Bacaan:

Menanggapi isi Inpres tersebut, Kepala Departemen Kampanye dan Perluasan Jaringan Wahana Lingkungan Hidup Indonesia (Walhi), Khalisah Khalid menyambut baik terbitnya aturan ini. Menurutnya, Inpres ini akan mengurangi dampak buruk pada wilayah-wilayah, khususnya hutan yang selama ini sudah terlanjur menjadi perkebunan kelapa sawit.

 

Meski demikian, Khalisah masih khawatir implementasi dari Inpres ini tidak optimal. Pasalnya, Inpres ini hanya berlaku selama tiga tahun untuk memberi penangguhan perizinan dan evaluasi terhadap perkebunan sawit. Ketentuan ini tercantum dalam diktum atau pernyataan kesebelas Inpres ini.

 

Menurut Khalisah, seharusnya pemerintah memerlukan waktu lebih lama dalam moratorium dan mengevaluasi perizinan-perizinan perkebunan sawit. “Sejauh ini, kami menyambut baik (Inpres) ini. Meskipun masih jauh dari harapan karena kami dorongnya 25 tahun sementara di Inpres hanya tiga tahun. Tapi, kami anggap ini langkah awal bagi pemerintah untuk membenahi tata kelola perkebunan kelapa sawit,” kata Khalisah saat dihubungi Hukumonline, Senin (24/9/2018).

 

Menurut Khalisah jangka waktu moratorium yang panjang akan meningkatkan kualitas hasil evaluasi pemerintah terhadap perizinan perkebunan kelapa sawit yang selama ini didominasi perkebunan milik korporasi. Belum lagi, selama ini banyak terjadi pelanggaran namun masih minim penegakkannya. Pelanggaran tersebut antara lain mulai tidak melakukan kewajiban rehabilitasi lahan atau restorasi wilayah gambut hingga persengketaan lahan/tanah dengan masyarakat.

 

Khalisah juga menyambut positif mengenai Instruksi kepada kementerian untuk memastikan berjalannya kebijakan perkebunan plasma atau alokasi 20 perkebunan milik korporasi untuk perkebunan rakyat yang tercantum dalam UU No. 39 Tahun 2014 tentang Perkebunan dapat berjalan. Hal ini diharapkan dapat meningkatkan kesejahteraan masyarakat sekitar perkebunan secara langsung sekaligus meningkatkan produksi pertanian lokal.

Data yang Diberikan:

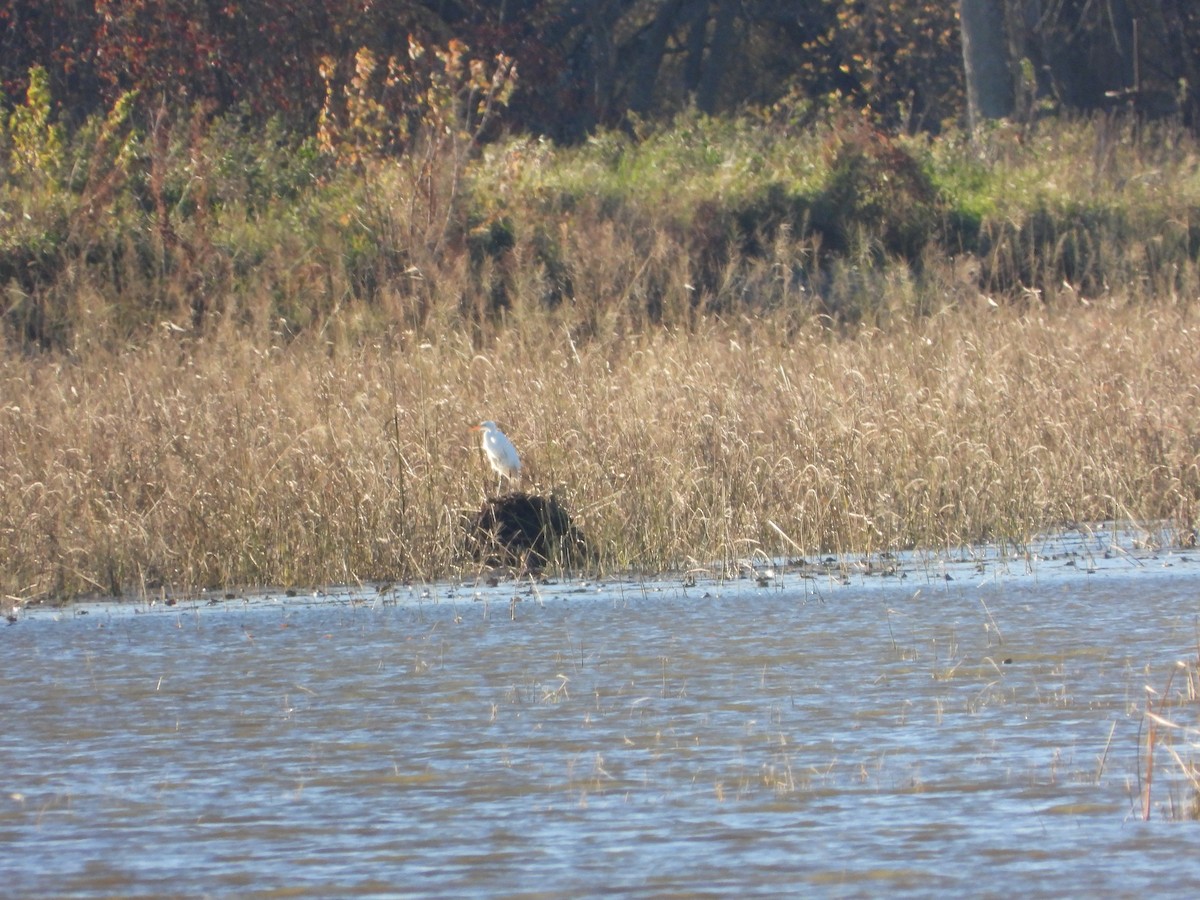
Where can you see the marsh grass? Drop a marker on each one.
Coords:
(193, 463)
(231, 360)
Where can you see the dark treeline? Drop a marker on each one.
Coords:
(588, 64)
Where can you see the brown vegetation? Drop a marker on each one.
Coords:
(227, 462)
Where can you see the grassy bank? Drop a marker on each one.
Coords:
(228, 359)
(226, 463)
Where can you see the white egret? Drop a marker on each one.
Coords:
(499, 451)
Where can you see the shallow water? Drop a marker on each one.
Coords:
(844, 737)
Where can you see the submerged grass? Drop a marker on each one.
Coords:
(226, 461)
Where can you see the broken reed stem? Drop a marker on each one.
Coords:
(231, 462)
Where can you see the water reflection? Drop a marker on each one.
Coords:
(915, 736)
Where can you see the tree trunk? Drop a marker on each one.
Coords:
(985, 59)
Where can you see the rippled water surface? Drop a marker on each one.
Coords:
(875, 735)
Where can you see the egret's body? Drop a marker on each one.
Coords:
(498, 450)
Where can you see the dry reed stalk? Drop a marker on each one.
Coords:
(336, 459)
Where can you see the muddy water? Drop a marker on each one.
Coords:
(922, 736)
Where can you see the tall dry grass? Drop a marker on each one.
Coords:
(232, 461)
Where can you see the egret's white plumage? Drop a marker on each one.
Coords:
(499, 450)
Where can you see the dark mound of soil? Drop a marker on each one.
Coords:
(527, 531)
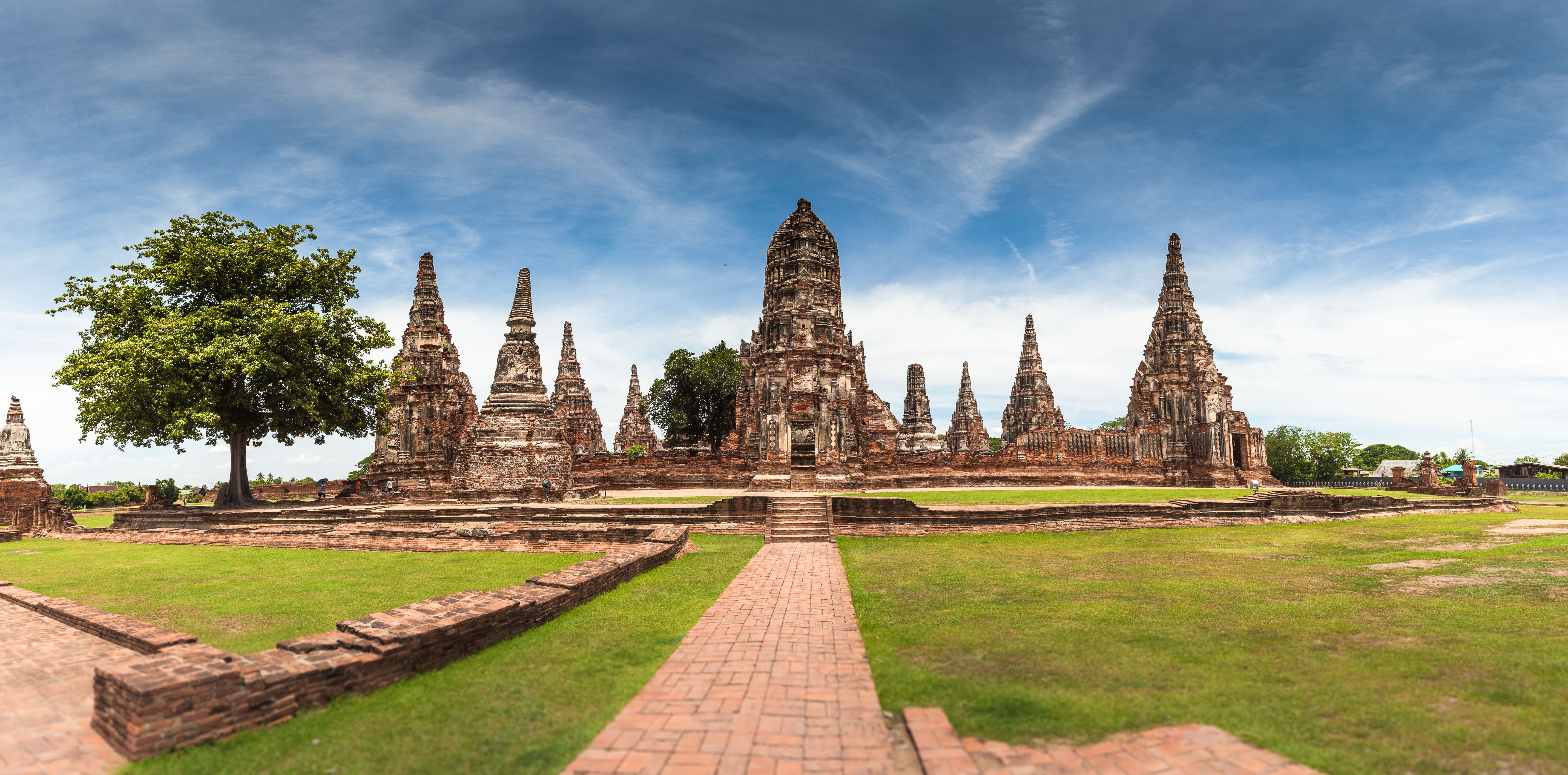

Petunjuk: Sebutkan semua bentuk pelanggaran di perkebunan sawit yang disebutkan dalam bacaan tentang Inpres moratorium sawit. Baris-baris data tersebut tidak diperlukan.

Jawaban Akhir:
- Tidak melakukan kewajiban rehabilitasi lahan
- Tidak melakukan restorasi wilayah gambut
- Persengketaan lahan/tanah dengan masyarakat